▸ **GIVEN REQUEST 1**:
In the excerpt on the Trust's officers, what does the Chief Compliance Officer administer, and what is given as the basis for that duty? Answer in one to three sentences.
▸ **GIVEN REQUEST 2**:
Write the next part of the excerpt on the Trust's officers, picking up after its last sentence.
** START SOURCE EXCERPT **
5.7. TREASURER. The Treasurer shall be the chief financial officer
and accounting officer of the Trust, and shall, subject to the provisions of
the Declaration of Trust and to any arrangement made by the Trustees with a
custodian, investment adviser or manager or transfer, shareholder servicing or
similar agent, be in charge of the valuable papers, books of account and
accounting records of the Trust, and shall have such other duties and powers as
may be designated from time to time by the Trustees or by the President. The
Treasurer shall be authorized to sign documents on behalf of the Trust. He
shall render to the Board of Trustees, whenever directed by the Board, an
account of the financial condition of the Trust and of all his transactions as
Treasurer. He shall cause to be prepared annually a full and correct statement
of the affairs of the Trust, including a balance sheet and a statement of
operations for the preceding fiscal year. He shall perform all the acts
incidental to the office of Treasurer, subject to the control of the Board of
Trustees.
5.8. SECRETARY. The Secretary shall record all proceedings of the
Shareholders and the Trustees in books to be kept therefor, which books or a
copy thereof shall be kept at the principal office of the Trust. In the absence
of the Secretary from any meeting of the Shareholders or Trustees, an assistant
secretary or, if there be none or if he or she is absent, a temporary secretary
chosen at such meeting shall record the proceedings thereof in the aforesaid
books. The Secretary shall be authorized to sign documents on behalf of the
Trust.
5.9. CHIEF COMPLIANCE OFFICER. The Chief Compliance Officer shall be
responsible for administering the Trust's compliance policies and procedures as
required by Rule 38a-1 under the 1940 Act and may have such other duties and
powers as may be designated from time to time by the Trustees. The designation
and compensation of the Chief Compliance Officer must be approved by the
Trustees, including a majority of the Trustees who are not interested persons
of the Trust, as defined by the 1940 Act. The Chief Compliance Officer shall be
authorized to sign documents on behalf of the Trust.
** END SOURCE EXCERPT **
** START PROVIDED INFORMATION **
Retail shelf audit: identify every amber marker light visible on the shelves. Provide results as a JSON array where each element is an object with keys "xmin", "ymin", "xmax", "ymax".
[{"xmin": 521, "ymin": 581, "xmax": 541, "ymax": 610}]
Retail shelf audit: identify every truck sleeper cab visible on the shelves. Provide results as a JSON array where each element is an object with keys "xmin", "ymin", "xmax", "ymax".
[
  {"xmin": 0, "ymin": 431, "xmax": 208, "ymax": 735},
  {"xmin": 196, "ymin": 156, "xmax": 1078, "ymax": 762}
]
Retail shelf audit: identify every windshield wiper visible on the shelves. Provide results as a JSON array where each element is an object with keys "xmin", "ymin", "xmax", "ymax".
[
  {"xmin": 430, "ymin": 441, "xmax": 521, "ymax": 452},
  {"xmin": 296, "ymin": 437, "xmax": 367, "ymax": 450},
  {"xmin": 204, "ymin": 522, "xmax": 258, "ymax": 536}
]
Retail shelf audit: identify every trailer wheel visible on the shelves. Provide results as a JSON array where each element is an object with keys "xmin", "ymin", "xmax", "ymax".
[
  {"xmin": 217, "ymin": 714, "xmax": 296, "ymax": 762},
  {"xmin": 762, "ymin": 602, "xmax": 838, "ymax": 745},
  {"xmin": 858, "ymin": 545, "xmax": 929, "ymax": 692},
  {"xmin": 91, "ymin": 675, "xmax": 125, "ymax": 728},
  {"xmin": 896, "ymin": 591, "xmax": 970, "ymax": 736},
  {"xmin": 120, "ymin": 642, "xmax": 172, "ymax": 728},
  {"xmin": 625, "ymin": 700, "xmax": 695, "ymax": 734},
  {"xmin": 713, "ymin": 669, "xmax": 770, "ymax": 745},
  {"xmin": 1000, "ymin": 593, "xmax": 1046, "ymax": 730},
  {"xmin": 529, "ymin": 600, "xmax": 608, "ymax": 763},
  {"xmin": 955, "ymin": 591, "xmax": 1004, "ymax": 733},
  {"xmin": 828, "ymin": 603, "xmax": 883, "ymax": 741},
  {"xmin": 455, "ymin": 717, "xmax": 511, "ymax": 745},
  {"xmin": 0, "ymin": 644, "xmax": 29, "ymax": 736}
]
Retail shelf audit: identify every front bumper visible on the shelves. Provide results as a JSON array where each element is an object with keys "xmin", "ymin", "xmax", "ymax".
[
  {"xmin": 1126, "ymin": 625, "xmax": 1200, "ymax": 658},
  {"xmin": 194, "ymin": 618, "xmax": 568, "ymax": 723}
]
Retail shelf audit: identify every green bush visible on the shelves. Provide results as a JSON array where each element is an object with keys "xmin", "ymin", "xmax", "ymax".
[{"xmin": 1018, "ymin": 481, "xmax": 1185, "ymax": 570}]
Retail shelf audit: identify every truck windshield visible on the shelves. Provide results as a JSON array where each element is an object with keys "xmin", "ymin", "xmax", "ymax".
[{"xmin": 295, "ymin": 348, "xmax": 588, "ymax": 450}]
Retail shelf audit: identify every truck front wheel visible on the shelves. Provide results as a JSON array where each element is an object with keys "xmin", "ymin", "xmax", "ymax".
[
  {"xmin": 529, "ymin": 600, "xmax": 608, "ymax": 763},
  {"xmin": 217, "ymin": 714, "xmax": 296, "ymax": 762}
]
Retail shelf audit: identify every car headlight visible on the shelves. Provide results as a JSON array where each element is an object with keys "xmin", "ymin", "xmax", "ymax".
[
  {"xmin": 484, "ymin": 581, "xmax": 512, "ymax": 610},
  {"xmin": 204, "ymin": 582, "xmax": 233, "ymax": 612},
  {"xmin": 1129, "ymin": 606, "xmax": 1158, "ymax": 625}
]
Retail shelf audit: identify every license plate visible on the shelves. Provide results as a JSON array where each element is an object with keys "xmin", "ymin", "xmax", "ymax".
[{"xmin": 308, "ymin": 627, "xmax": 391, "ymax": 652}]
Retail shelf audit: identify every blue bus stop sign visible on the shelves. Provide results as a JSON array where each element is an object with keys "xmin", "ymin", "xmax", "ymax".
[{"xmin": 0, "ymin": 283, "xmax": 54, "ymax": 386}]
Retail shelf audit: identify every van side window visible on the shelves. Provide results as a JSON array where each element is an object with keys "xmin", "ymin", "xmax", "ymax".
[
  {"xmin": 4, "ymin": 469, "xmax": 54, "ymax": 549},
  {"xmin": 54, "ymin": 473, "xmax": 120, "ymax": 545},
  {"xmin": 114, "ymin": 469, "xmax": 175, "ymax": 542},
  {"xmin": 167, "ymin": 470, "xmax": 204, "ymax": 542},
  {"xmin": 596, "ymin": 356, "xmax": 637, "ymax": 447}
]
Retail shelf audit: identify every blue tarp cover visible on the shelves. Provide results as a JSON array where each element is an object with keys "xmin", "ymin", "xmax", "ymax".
** END PROVIDED INFORMATION **
▸ **WRITTEN ANSWER 1**:
The Chief Compliance Officer administers the Trust's compliance policies and procedures. The excerpt states that this is required by Rule 38a-1 under the 1940 Act.

▸ **WRITTEN ANSWER 2**:
5.10. RESIGNATIONS AND REMOVALS. Any officer may resign at any time
by written instrument signed by him or her and delivered to the Chairman, the
President or the Secretary or to a meeting of the Trustees. Such resignation
shall be effective upon receipt unless specified to be effective at some other
time. The Trustees may remove any officer with or without cause. Except to the
extent expressly provided in a written agreement with the Trust, no officer
resigning and no officer removed shall have any right to any compensation for
any period following his or her resignation or removal, or any right to damages
on account of such removal.
5.11. SUBORDINATE OFFICERS. A Vice President, the Secretary or the
Treasurer may appoint an Assistant Vice President, an Assistant Secretary or an
Assistant Treasurer, respectively, to serve subject to ratification by the
Board at its next regular meeting.
5.12. VACANCIES IN OFFICES. Any vacancy in any of the offices,
whether by resignation, removal or otherwise, may be filled by the President. A
vacancy in the office of Assistant Vice President may be filled by a Vice
President; in the office of Assistant Secretary by the Secretary; or in the
office of Assistant Treasurer by the Treasurer. Any appointment to fill any
vacancy shall serve subject to ratification by the Board at its next regular
meeting.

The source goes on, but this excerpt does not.